PROBLEM TO WORK ON: Wherever a line of the data contains "rock", copy that line.

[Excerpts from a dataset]
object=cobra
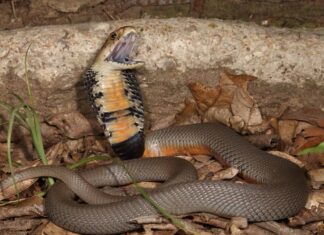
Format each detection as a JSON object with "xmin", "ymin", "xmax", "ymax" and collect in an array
[{"xmin": 0, "ymin": 26, "xmax": 308, "ymax": 234}]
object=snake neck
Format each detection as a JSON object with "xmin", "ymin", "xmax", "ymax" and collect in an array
[{"xmin": 84, "ymin": 62, "xmax": 145, "ymax": 159}]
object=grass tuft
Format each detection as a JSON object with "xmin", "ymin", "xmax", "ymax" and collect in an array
[
  {"xmin": 0, "ymin": 42, "xmax": 55, "ymax": 198},
  {"xmin": 0, "ymin": 42, "xmax": 196, "ymax": 234}
]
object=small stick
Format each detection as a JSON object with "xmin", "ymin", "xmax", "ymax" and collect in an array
[{"xmin": 11, "ymin": 0, "xmax": 17, "ymax": 19}]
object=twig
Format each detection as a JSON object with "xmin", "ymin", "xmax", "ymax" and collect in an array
[{"xmin": 10, "ymin": 0, "xmax": 17, "ymax": 19}]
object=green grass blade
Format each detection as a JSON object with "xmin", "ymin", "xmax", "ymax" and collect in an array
[
  {"xmin": 298, "ymin": 142, "xmax": 324, "ymax": 155},
  {"xmin": 114, "ymin": 158, "xmax": 192, "ymax": 233},
  {"xmin": 68, "ymin": 155, "xmax": 112, "ymax": 170},
  {"xmin": 0, "ymin": 101, "xmax": 28, "ymax": 127},
  {"xmin": 24, "ymin": 42, "xmax": 34, "ymax": 104},
  {"xmin": 7, "ymin": 105, "xmax": 25, "ymax": 199},
  {"xmin": 24, "ymin": 107, "xmax": 54, "ymax": 185}
]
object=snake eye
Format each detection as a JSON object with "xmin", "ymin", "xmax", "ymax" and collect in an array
[{"xmin": 110, "ymin": 32, "xmax": 117, "ymax": 40}]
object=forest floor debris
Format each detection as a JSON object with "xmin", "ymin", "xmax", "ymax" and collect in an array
[{"xmin": 0, "ymin": 70, "xmax": 323, "ymax": 234}]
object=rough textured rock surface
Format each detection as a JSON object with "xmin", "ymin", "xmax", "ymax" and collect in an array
[{"xmin": 0, "ymin": 18, "xmax": 323, "ymax": 123}]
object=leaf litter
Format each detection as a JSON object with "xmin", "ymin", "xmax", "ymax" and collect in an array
[{"xmin": 0, "ymin": 69, "xmax": 324, "ymax": 234}]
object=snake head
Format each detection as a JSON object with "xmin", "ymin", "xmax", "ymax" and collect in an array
[{"xmin": 95, "ymin": 26, "xmax": 144, "ymax": 70}]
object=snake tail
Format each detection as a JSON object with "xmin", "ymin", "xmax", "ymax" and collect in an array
[{"xmin": 83, "ymin": 27, "xmax": 145, "ymax": 159}]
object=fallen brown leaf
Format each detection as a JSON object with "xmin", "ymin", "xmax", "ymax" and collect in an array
[
  {"xmin": 229, "ymin": 217, "xmax": 248, "ymax": 235},
  {"xmin": 174, "ymin": 70, "xmax": 265, "ymax": 134},
  {"xmin": 299, "ymin": 153, "xmax": 324, "ymax": 169},
  {"xmin": 308, "ymin": 168, "xmax": 324, "ymax": 189},
  {"xmin": 301, "ymin": 127, "xmax": 324, "ymax": 138},
  {"xmin": 188, "ymin": 82, "xmax": 220, "ymax": 112},
  {"xmin": 192, "ymin": 154, "xmax": 212, "ymax": 164},
  {"xmin": 197, "ymin": 161, "xmax": 223, "ymax": 180},
  {"xmin": 292, "ymin": 126, "xmax": 324, "ymax": 153},
  {"xmin": 0, "ymin": 196, "xmax": 44, "ymax": 220},
  {"xmin": 278, "ymin": 120, "xmax": 299, "ymax": 144},
  {"xmin": 212, "ymin": 167, "xmax": 239, "ymax": 181},
  {"xmin": 302, "ymin": 221, "xmax": 324, "ymax": 234},
  {"xmin": 289, "ymin": 207, "xmax": 324, "ymax": 227},
  {"xmin": 203, "ymin": 105, "xmax": 232, "ymax": 126},
  {"xmin": 256, "ymin": 221, "xmax": 309, "ymax": 235},
  {"xmin": 0, "ymin": 218, "xmax": 44, "ymax": 233},
  {"xmin": 217, "ymin": 70, "xmax": 256, "ymax": 105},
  {"xmin": 206, "ymin": 70, "xmax": 263, "ymax": 133},
  {"xmin": 306, "ymin": 191, "xmax": 324, "ymax": 209},
  {"xmin": 192, "ymin": 214, "xmax": 271, "ymax": 235},
  {"xmin": 268, "ymin": 150, "xmax": 305, "ymax": 168},
  {"xmin": 174, "ymin": 98, "xmax": 201, "ymax": 125},
  {"xmin": 220, "ymin": 70, "xmax": 257, "ymax": 89},
  {"xmin": 142, "ymin": 223, "xmax": 177, "ymax": 235},
  {"xmin": 293, "ymin": 135, "xmax": 324, "ymax": 154},
  {"xmin": 47, "ymin": 111, "xmax": 100, "ymax": 139},
  {"xmin": 229, "ymin": 115, "xmax": 245, "ymax": 132},
  {"xmin": 231, "ymin": 87, "xmax": 262, "ymax": 127},
  {"xmin": 0, "ymin": 176, "xmax": 37, "ymax": 201},
  {"xmin": 35, "ymin": 221, "xmax": 80, "ymax": 235},
  {"xmin": 281, "ymin": 107, "xmax": 324, "ymax": 128}
]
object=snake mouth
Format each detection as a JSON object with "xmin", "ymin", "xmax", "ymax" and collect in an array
[{"xmin": 107, "ymin": 32, "xmax": 138, "ymax": 64}]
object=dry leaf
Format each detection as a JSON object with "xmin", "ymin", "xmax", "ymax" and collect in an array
[
  {"xmin": 0, "ymin": 196, "xmax": 44, "ymax": 220},
  {"xmin": 216, "ymin": 72, "xmax": 237, "ymax": 106},
  {"xmin": 0, "ymin": 218, "xmax": 44, "ymax": 233},
  {"xmin": 204, "ymin": 70, "xmax": 262, "ymax": 133},
  {"xmin": 175, "ymin": 98, "xmax": 201, "ymax": 125},
  {"xmin": 289, "ymin": 207, "xmax": 324, "ymax": 227},
  {"xmin": 229, "ymin": 115, "xmax": 245, "ymax": 132},
  {"xmin": 0, "ymin": 160, "xmax": 43, "ymax": 200},
  {"xmin": 231, "ymin": 87, "xmax": 262, "ymax": 127},
  {"xmin": 217, "ymin": 70, "xmax": 256, "ymax": 105},
  {"xmin": 212, "ymin": 167, "xmax": 239, "ymax": 181},
  {"xmin": 302, "ymin": 127, "xmax": 324, "ymax": 138},
  {"xmin": 256, "ymin": 221, "xmax": 307, "ymax": 235},
  {"xmin": 198, "ymin": 162, "xmax": 223, "ymax": 180},
  {"xmin": 292, "ymin": 126, "xmax": 324, "ymax": 154},
  {"xmin": 280, "ymin": 107, "xmax": 324, "ymax": 128},
  {"xmin": 0, "ymin": 178, "xmax": 37, "ymax": 201},
  {"xmin": 220, "ymin": 70, "xmax": 257, "ymax": 90},
  {"xmin": 268, "ymin": 150, "xmax": 305, "ymax": 168},
  {"xmin": 308, "ymin": 168, "xmax": 324, "ymax": 187},
  {"xmin": 230, "ymin": 217, "xmax": 248, "ymax": 229},
  {"xmin": 300, "ymin": 153, "xmax": 324, "ymax": 167},
  {"xmin": 47, "ymin": 111, "xmax": 99, "ymax": 139},
  {"xmin": 142, "ymin": 223, "xmax": 176, "ymax": 235},
  {"xmin": 293, "ymin": 135, "xmax": 324, "ymax": 154},
  {"xmin": 278, "ymin": 120, "xmax": 299, "ymax": 144},
  {"xmin": 175, "ymin": 70, "xmax": 264, "ymax": 134},
  {"xmin": 192, "ymin": 154, "xmax": 212, "ymax": 163},
  {"xmin": 204, "ymin": 105, "xmax": 232, "ymax": 126},
  {"xmin": 36, "ymin": 222, "xmax": 80, "ymax": 235},
  {"xmin": 305, "ymin": 191, "xmax": 324, "ymax": 209},
  {"xmin": 188, "ymin": 82, "xmax": 221, "ymax": 112}
]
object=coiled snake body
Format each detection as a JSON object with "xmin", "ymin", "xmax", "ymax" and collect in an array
[{"xmin": 0, "ymin": 27, "xmax": 308, "ymax": 234}]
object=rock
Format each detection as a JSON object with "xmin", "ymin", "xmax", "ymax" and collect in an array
[
  {"xmin": 0, "ymin": 18, "xmax": 322, "ymax": 124},
  {"xmin": 48, "ymin": 0, "xmax": 106, "ymax": 13}
]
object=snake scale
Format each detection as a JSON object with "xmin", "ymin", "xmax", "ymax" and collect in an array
[{"xmin": 0, "ymin": 27, "xmax": 308, "ymax": 234}]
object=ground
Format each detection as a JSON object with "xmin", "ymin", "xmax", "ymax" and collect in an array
[{"xmin": 0, "ymin": 1, "xmax": 323, "ymax": 235}]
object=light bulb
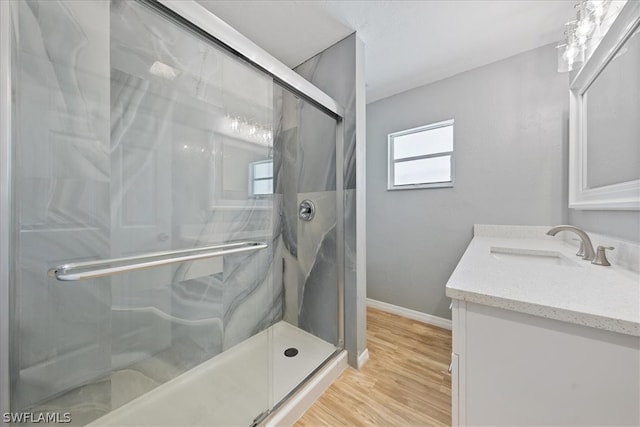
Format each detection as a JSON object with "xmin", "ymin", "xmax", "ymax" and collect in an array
[
  {"xmin": 575, "ymin": 3, "xmax": 594, "ymax": 42},
  {"xmin": 576, "ymin": 18, "xmax": 594, "ymax": 39},
  {"xmin": 564, "ymin": 44, "xmax": 578, "ymax": 62},
  {"xmin": 586, "ymin": 0, "xmax": 606, "ymax": 19}
]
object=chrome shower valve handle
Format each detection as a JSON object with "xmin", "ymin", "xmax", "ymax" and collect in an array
[{"xmin": 299, "ymin": 199, "xmax": 315, "ymax": 221}]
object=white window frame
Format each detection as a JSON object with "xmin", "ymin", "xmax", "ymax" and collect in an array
[{"xmin": 387, "ymin": 119, "xmax": 455, "ymax": 190}]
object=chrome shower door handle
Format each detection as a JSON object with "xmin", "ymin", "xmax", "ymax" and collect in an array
[{"xmin": 48, "ymin": 241, "xmax": 268, "ymax": 281}]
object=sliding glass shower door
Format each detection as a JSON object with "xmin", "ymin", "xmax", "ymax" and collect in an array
[
  {"xmin": 5, "ymin": 0, "xmax": 344, "ymax": 424},
  {"xmin": 11, "ymin": 1, "xmax": 277, "ymax": 424}
]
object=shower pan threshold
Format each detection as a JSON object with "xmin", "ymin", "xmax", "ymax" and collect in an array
[{"xmin": 90, "ymin": 322, "xmax": 340, "ymax": 426}]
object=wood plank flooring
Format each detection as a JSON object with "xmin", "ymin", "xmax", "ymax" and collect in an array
[{"xmin": 296, "ymin": 307, "xmax": 452, "ymax": 426}]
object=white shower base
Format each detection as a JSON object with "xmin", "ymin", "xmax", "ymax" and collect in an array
[{"xmin": 90, "ymin": 321, "xmax": 337, "ymax": 426}]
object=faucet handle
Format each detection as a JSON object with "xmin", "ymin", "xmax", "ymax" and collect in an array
[{"xmin": 592, "ymin": 246, "xmax": 614, "ymax": 266}]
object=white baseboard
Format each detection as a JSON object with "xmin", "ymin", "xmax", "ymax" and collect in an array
[
  {"xmin": 357, "ymin": 348, "xmax": 369, "ymax": 369},
  {"xmin": 264, "ymin": 350, "xmax": 348, "ymax": 427},
  {"xmin": 367, "ymin": 298, "xmax": 452, "ymax": 330}
]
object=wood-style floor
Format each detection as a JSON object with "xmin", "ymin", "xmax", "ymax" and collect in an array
[{"xmin": 296, "ymin": 307, "xmax": 452, "ymax": 426}]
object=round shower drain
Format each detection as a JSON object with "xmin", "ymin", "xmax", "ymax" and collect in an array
[{"xmin": 284, "ymin": 347, "xmax": 299, "ymax": 357}]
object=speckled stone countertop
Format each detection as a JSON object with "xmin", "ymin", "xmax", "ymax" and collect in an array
[{"xmin": 446, "ymin": 225, "xmax": 640, "ymax": 336}]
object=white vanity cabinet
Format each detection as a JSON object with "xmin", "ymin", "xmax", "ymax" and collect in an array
[{"xmin": 450, "ymin": 299, "xmax": 640, "ymax": 426}]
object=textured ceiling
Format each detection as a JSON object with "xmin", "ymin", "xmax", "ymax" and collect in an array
[{"xmin": 198, "ymin": 1, "xmax": 576, "ymax": 103}]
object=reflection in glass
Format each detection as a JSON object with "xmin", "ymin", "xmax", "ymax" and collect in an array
[
  {"xmin": 250, "ymin": 160, "xmax": 274, "ymax": 197},
  {"xmin": 585, "ymin": 27, "xmax": 640, "ymax": 188}
]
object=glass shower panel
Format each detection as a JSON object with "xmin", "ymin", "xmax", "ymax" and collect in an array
[
  {"xmin": 12, "ymin": 1, "xmax": 276, "ymax": 424},
  {"xmin": 13, "ymin": 1, "xmax": 112, "ymax": 418},
  {"xmin": 270, "ymin": 84, "xmax": 340, "ymax": 408}
]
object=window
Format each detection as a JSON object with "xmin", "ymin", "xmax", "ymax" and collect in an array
[
  {"xmin": 249, "ymin": 160, "xmax": 273, "ymax": 197},
  {"xmin": 388, "ymin": 119, "xmax": 454, "ymax": 190}
]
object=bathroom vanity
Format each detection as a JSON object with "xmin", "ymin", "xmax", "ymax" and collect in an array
[{"xmin": 446, "ymin": 225, "xmax": 640, "ymax": 426}]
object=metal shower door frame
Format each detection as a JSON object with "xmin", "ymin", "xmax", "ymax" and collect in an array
[
  {"xmin": 0, "ymin": 0, "xmax": 347, "ymax": 416},
  {"xmin": 0, "ymin": 0, "xmax": 13, "ymax": 419}
]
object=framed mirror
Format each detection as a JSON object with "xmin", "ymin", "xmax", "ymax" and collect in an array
[{"xmin": 569, "ymin": 1, "xmax": 640, "ymax": 210}]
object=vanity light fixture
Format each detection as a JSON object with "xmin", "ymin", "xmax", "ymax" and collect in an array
[
  {"xmin": 556, "ymin": 0, "xmax": 617, "ymax": 72},
  {"xmin": 557, "ymin": 23, "xmax": 585, "ymax": 73},
  {"xmin": 575, "ymin": 2, "xmax": 595, "ymax": 43}
]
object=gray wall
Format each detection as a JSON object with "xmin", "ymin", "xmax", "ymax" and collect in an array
[
  {"xmin": 568, "ymin": 210, "xmax": 640, "ymax": 243},
  {"xmin": 366, "ymin": 44, "xmax": 568, "ymax": 320}
]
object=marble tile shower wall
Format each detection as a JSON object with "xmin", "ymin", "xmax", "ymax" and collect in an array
[
  {"xmin": 273, "ymin": 86, "xmax": 339, "ymax": 346},
  {"xmin": 294, "ymin": 34, "xmax": 359, "ymax": 360},
  {"xmin": 12, "ymin": 0, "xmax": 281, "ymax": 414}
]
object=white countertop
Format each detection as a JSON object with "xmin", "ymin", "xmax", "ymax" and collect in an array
[{"xmin": 445, "ymin": 225, "xmax": 640, "ymax": 336}]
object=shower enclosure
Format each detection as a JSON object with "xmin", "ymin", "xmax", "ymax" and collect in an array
[{"xmin": 0, "ymin": 0, "xmax": 345, "ymax": 425}]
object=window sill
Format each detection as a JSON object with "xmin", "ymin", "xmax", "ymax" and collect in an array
[{"xmin": 387, "ymin": 182, "xmax": 454, "ymax": 191}]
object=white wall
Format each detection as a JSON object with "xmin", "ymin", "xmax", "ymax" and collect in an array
[{"xmin": 366, "ymin": 44, "xmax": 568, "ymax": 320}]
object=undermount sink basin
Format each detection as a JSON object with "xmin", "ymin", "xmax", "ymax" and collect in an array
[{"xmin": 490, "ymin": 246, "xmax": 579, "ymax": 267}]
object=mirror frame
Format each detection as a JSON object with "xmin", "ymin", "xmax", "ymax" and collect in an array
[{"xmin": 569, "ymin": 0, "xmax": 640, "ymax": 210}]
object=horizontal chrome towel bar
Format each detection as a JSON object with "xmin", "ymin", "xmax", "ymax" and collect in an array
[{"xmin": 48, "ymin": 241, "xmax": 268, "ymax": 282}]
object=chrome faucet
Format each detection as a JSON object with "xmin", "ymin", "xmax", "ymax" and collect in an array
[{"xmin": 546, "ymin": 225, "xmax": 596, "ymax": 261}]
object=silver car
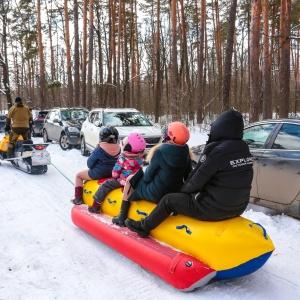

YOUR SOLUTION:
object=rough textured rock surface
object=rock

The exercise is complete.